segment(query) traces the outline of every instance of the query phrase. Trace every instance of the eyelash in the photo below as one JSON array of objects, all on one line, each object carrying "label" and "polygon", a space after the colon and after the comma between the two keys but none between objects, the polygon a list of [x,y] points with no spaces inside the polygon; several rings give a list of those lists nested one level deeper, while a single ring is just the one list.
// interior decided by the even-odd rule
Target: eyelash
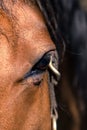
[{"label": "eyelash", "polygon": [[31,76],[43,73],[47,69],[49,62],[50,62],[50,55],[49,54],[44,55],[41,58],[41,60],[33,66],[32,70],[24,75],[23,79],[27,79]]}]

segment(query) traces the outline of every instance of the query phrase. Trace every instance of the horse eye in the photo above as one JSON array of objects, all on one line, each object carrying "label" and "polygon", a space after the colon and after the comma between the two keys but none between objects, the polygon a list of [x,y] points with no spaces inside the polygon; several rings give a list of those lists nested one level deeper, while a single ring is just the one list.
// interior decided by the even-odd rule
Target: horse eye
[{"label": "horse eye", "polygon": [[50,54],[46,54],[44,55],[39,62],[37,62],[33,68],[31,69],[31,71],[27,72],[24,76],[23,79],[27,79],[29,78],[30,76],[34,76],[34,75],[38,75],[38,74],[41,74],[43,73],[48,65],[49,65],[49,62],[50,62]]}]

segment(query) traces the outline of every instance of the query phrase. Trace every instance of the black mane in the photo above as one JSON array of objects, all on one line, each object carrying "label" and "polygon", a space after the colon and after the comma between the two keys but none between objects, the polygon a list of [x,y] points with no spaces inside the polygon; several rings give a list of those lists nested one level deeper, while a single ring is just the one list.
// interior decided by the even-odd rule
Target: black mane
[{"label": "black mane", "polygon": [[60,62],[64,57],[68,59],[68,82],[81,112],[81,130],[87,127],[87,12],[82,6],[83,2],[37,0],[50,35],[57,46]]}]

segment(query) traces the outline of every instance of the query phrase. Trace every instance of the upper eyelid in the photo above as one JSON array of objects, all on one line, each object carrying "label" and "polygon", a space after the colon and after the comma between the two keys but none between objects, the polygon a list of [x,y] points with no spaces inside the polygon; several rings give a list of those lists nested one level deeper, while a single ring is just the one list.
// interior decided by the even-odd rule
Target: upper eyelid
[{"label": "upper eyelid", "polygon": [[[42,56],[42,58],[32,67],[32,69],[31,69],[30,71],[28,71],[28,72],[25,73],[25,75],[23,76],[23,79],[26,79],[26,78],[32,76],[33,74],[35,74],[35,71],[33,71],[33,68],[38,67],[39,64],[40,64],[40,62],[42,61],[42,59],[43,59],[45,56],[46,56],[46,54]],[[48,62],[47,64],[49,64],[49,62]],[[37,69],[37,68],[36,68],[36,69]],[[38,69],[39,69],[39,68],[38,68]]]}]

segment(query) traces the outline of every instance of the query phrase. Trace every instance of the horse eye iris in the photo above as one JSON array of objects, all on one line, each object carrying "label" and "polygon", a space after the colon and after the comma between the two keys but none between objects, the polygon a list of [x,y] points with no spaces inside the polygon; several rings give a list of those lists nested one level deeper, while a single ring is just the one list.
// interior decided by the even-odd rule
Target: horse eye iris
[{"label": "horse eye iris", "polygon": [[34,68],[45,70],[48,67],[50,62],[50,55],[45,55],[35,66]]},{"label": "horse eye iris", "polygon": [[26,79],[30,76],[38,75],[44,72],[47,69],[49,62],[50,62],[50,55],[49,54],[44,55],[41,58],[41,60],[33,66],[31,71],[25,74],[23,79]]}]

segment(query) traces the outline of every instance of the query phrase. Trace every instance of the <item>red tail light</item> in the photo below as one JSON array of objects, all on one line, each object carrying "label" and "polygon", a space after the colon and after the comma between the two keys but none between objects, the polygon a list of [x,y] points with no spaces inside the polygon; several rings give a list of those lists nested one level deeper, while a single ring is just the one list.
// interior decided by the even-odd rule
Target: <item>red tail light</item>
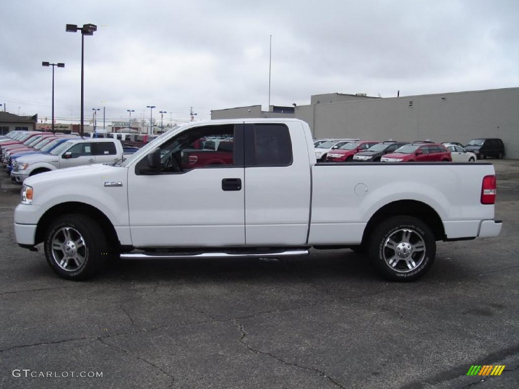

- - -

* [Brief]:
Revise the part of the items that opens with the line containing "of the <item>red" and runs through the end of the items, replacing "even-odd rule" with "nonzero winding rule" and leaving everything else unchanged. Give only those lines, and leave the pictures out.

* [The completed task]:
segment(query) traces the outline of every instance of the query phrase. Trace every instance of the <item>red tail light</item> in the photo below as one JSON array of objects, all on one line, each object carrying "label" and "polygon", a space after the colon and after the comma between the two keys but none between objects, the polygon a list of [x,y] points with no spaces inside the polygon; several rings give a list of those lists nested one level deeper, while a single ring is just the one list.
// interior decided by the nonzero winding rule
Target: <item>red tail light</item>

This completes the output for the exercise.